→ Description of the task:
Give the part of the rows that runs from the start through the line containing "x=375 y=475" as a two-column CSV with the columns label_text and markers. Each row's text and its answer go on one CSV line, each in a quoted field with any line breaks turned into spaces, and the pictures are left out.

━━━━━━━━━━━━━━━━

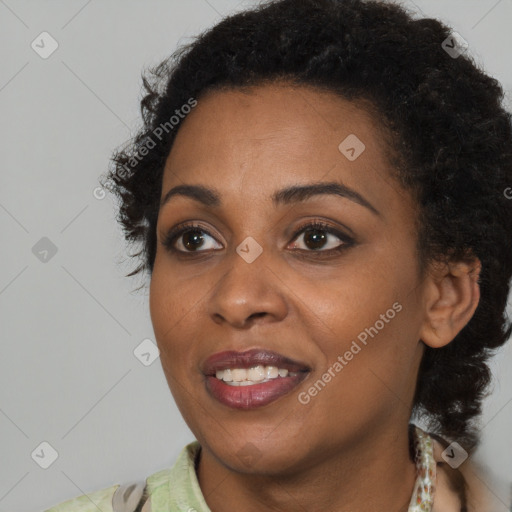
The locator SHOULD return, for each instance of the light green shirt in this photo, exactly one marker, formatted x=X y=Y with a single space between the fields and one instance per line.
x=174 y=489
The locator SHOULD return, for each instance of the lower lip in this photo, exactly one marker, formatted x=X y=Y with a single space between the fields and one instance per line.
x=256 y=395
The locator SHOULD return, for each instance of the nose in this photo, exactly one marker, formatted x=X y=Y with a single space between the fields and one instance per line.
x=248 y=293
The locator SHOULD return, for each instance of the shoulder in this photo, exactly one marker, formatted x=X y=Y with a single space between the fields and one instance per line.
x=464 y=487
x=117 y=498
x=131 y=497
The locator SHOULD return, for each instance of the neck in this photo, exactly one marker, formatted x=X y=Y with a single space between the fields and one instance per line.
x=375 y=475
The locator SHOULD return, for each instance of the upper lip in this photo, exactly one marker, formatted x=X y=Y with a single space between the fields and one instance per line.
x=250 y=358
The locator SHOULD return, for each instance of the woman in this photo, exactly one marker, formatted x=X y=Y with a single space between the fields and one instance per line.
x=319 y=194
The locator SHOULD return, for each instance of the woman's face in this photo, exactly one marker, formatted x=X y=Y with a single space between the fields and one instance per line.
x=252 y=278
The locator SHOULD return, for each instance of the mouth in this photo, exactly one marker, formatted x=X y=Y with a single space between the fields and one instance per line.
x=251 y=379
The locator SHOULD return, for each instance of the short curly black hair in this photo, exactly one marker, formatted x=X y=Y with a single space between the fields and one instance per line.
x=449 y=140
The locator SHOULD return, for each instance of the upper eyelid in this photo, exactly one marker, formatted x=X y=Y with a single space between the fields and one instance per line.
x=174 y=234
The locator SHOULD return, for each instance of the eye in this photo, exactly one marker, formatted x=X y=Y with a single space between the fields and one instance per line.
x=316 y=234
x=190 y=237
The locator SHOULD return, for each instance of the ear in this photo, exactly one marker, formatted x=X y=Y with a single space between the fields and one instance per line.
x=452 y=295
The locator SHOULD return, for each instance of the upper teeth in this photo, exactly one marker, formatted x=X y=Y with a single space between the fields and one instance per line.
x=258 y=373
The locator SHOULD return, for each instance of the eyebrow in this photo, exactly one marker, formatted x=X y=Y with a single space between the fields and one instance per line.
x=285 y=196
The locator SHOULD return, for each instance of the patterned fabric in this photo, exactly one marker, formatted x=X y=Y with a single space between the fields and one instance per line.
x=177 y=489
x=423 y=495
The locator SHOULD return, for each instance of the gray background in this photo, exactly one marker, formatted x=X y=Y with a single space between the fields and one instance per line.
x=69 y=325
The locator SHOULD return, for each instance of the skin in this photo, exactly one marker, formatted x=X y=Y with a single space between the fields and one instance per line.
x=334 y=453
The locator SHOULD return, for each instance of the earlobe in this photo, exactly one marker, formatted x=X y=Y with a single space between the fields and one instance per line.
x=452 y=296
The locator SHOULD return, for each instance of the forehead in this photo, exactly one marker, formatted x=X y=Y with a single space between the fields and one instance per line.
x=248 y=143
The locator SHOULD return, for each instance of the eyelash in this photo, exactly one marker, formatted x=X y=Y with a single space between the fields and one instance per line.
x=347 y=242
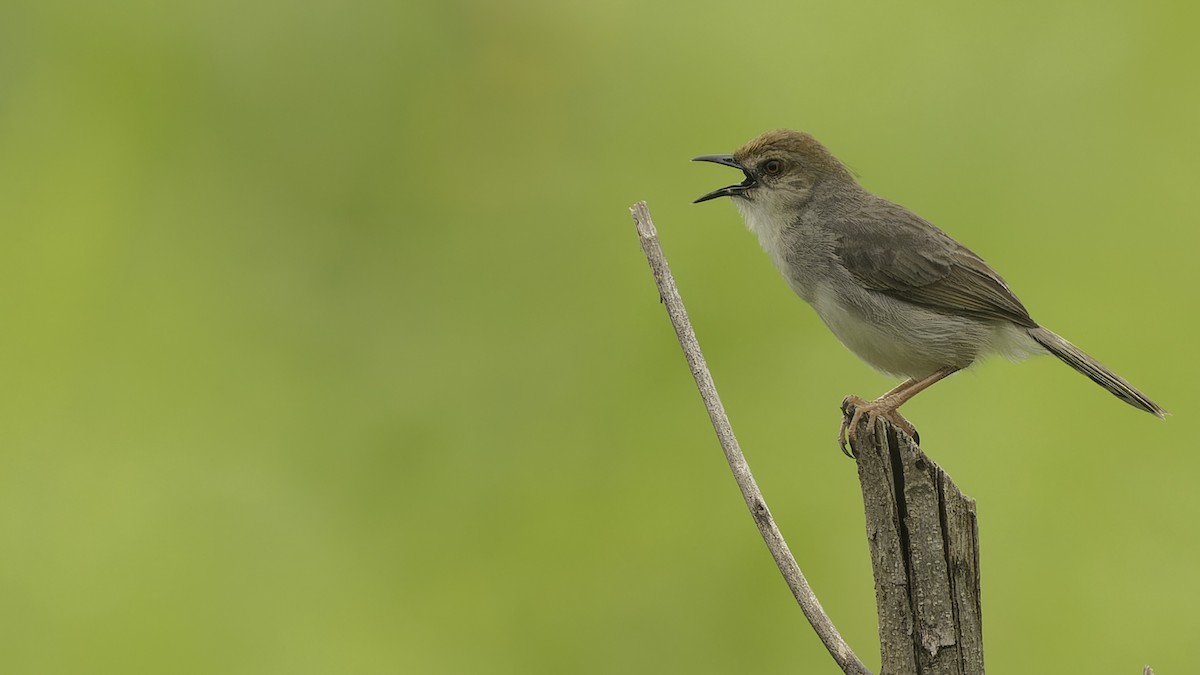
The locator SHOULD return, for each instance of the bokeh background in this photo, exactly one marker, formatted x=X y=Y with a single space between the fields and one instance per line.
x=328 y=345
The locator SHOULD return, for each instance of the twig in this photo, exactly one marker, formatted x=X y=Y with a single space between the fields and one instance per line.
x=787 y=566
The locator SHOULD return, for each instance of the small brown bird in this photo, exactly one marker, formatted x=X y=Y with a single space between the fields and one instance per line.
x=900 y=293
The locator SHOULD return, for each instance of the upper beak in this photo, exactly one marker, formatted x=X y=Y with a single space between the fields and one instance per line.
x=731 y=190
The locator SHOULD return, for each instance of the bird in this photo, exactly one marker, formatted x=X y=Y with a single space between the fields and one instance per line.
x=897 y=291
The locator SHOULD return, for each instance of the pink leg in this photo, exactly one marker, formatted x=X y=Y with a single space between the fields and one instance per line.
x=886 y=406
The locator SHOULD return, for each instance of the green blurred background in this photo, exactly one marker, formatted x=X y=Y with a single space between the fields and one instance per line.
x=328 y=345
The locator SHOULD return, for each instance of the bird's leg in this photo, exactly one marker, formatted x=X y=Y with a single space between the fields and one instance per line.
x=886 y=406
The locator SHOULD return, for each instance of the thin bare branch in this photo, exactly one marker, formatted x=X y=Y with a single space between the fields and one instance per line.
x=825 y=628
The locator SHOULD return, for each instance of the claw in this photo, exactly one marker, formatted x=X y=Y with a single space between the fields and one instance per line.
x=847 y=434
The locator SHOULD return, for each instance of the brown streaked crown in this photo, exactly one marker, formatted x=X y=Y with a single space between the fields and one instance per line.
x=795 y=145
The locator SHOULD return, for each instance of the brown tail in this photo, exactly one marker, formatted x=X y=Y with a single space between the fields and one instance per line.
x=1075 y=358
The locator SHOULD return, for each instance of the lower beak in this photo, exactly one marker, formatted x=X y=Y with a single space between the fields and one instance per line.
x=731 y=190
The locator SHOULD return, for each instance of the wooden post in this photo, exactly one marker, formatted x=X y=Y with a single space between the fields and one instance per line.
x=924 y=543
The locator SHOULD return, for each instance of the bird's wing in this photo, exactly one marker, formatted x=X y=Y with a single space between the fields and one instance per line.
x=893 y=251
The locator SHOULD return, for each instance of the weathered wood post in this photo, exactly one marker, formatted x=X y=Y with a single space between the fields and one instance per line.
x=924 y=543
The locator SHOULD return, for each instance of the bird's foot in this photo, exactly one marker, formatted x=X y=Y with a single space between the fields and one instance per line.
x=852 y=411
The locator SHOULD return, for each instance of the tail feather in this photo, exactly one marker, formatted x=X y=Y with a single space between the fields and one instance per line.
x=1075 y=358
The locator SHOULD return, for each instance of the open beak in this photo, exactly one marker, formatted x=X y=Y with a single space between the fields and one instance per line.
x=731 y=190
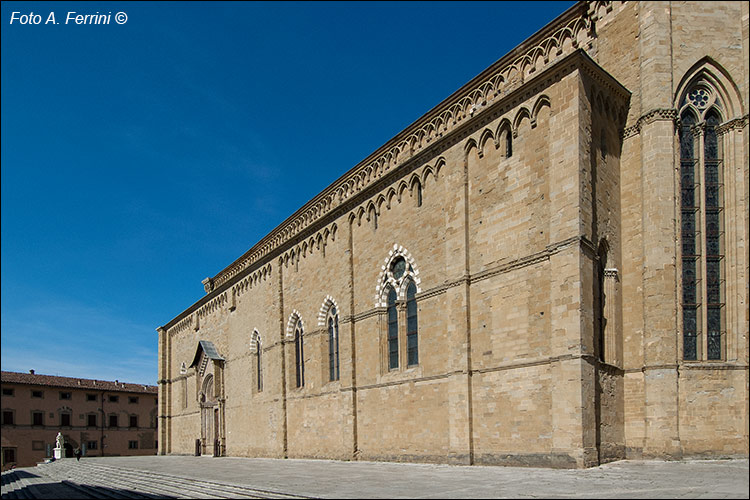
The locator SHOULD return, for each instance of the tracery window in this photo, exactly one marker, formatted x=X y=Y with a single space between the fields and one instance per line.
x=299 y=354
x=508 y=144
x=258 y=363
x=412 y=346
x=333 y=344
x=397 y=293
x=701 y=225
x=392 y=330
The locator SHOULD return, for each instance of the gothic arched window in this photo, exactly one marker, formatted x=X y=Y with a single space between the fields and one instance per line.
x=333 y=344
x=299 y=354
x=701 y=224
x=412 y=343
x=392 y=330
x=258 y=364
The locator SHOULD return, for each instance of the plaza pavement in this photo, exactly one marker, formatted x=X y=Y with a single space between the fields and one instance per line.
x=335 y=479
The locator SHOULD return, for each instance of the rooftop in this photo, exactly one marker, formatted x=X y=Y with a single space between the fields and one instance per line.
x=33 y=378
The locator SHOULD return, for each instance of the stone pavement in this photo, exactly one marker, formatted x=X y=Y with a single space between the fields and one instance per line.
x=333 y=479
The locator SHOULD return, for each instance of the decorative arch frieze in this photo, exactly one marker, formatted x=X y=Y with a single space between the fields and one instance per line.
x=387 y=278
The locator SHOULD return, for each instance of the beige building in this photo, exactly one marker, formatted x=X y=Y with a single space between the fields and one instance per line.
x=101 y=418
x=548 y=268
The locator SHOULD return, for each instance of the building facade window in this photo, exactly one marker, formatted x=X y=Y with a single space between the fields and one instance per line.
x=701 y=225
x=258 y=347
x=299 y=354
x=397 y=291
x=333 y=344
x=412 y=327
x=392 y=330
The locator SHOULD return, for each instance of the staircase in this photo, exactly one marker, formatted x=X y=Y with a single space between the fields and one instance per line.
x=72 y=479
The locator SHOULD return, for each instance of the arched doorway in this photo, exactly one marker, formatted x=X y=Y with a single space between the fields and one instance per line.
x=209 y=417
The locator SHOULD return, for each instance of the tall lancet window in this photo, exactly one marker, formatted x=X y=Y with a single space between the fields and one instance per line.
x=412 y=343
x=299 y=354
x=714 y=235
x=333 y=344
x=392 y=330
x=701 y=225
x=258 y=364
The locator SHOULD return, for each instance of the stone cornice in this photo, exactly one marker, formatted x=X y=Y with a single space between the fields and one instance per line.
x=657 y=114
x=737 y=123
x=670 y=114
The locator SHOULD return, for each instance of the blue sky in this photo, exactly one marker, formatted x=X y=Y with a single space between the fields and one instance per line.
x=140 y=158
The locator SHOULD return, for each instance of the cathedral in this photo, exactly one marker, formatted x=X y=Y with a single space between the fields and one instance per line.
x=549 y=268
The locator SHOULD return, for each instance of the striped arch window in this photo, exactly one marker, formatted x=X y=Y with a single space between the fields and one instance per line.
x=299 y=354
x=333 y=344
x=701 y=225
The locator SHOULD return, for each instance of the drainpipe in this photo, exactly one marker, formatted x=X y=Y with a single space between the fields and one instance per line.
x=103 y=419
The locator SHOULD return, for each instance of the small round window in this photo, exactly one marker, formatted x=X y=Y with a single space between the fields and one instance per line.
x=398 y=267
x=699 y=97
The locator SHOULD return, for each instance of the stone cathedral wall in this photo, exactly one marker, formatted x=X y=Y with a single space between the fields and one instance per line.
x=547 y=275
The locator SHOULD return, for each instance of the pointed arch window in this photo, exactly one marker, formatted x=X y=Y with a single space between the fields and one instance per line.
x=701 y=225
x=333 y=344
x=412 y=342
x=392 y=330
x=299 y=354
x=258 y=364
x=508 y=144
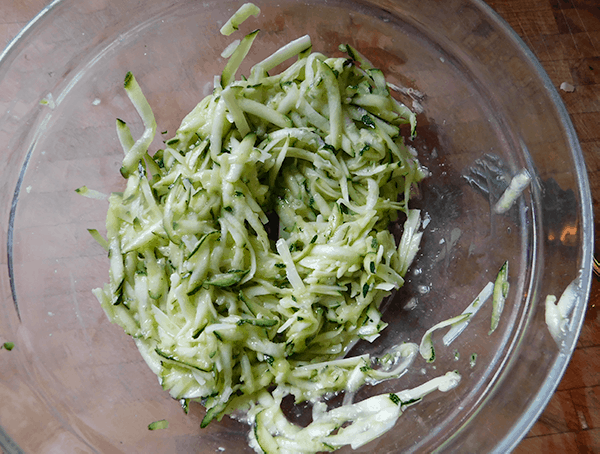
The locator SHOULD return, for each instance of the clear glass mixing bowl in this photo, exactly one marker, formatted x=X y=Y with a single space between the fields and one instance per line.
x=76 y=383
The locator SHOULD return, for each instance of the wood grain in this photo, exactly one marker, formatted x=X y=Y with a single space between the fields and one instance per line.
x=565 y=37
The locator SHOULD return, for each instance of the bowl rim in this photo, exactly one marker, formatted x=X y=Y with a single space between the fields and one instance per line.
x=546 y=390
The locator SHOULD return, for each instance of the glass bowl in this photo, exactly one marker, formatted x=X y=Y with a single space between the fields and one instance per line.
x=76 y=383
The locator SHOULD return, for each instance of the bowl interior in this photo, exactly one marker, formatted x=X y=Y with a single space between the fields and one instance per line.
x=75 y=381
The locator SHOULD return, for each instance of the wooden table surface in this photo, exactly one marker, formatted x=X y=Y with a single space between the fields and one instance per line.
x=565 y=37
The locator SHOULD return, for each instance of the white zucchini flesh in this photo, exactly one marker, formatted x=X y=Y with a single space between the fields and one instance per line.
x=220 y=310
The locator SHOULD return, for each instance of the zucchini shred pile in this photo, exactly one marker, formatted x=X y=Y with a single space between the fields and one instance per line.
x=251 y=253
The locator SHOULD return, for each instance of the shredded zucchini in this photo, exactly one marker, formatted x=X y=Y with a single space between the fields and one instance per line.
x=253 y=251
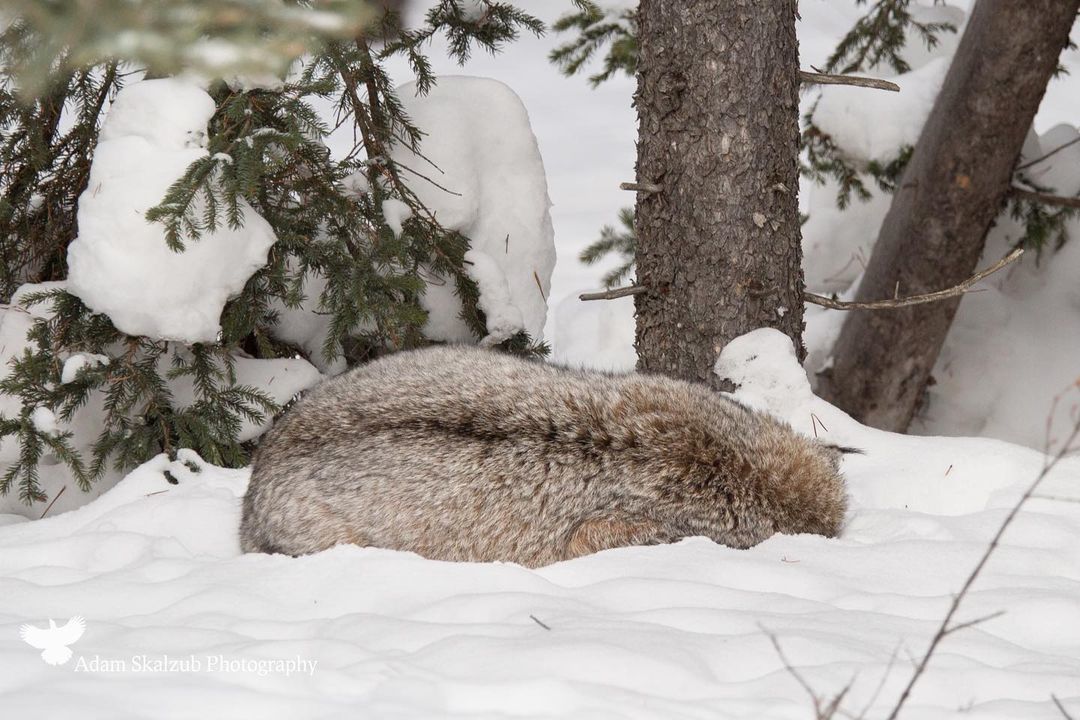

━━━━━━━━━━━━━━━━

→ Correct result:
label_text,markers
"The locator SHOULD return, for each instance of the light green shirt in this photo, exactly one marker, formatted x=X y=Y with a single space between the fields and one instance per line.","x=174 y=489"
"The locator SHOULD return, for each instance of the lower lip in this photo, exactly one marker, formatted x=X y=Y with a single space between the fields and one instance per line.","x=256 y=395"
"The locator SHOULD return, for each instance of the nose in this photo, exactly one marker, formatted x=X y=Y with a single space between the fields and one instance per line.","x=248 y=293"
"The locator SHOULD return, for each instance of the shoulder in this photo, exactly one marker, formatted x=X y=Y with a single space between the fields and one instance per line.","x=464 y=487 x=117 y=498 x=131 y=497"
"The locator SHOULD return, for each instance of the neck in this photo, exactly one marker, formatted x=X y=Y with a single space between the fields and one instance per line.","x=375 y=475"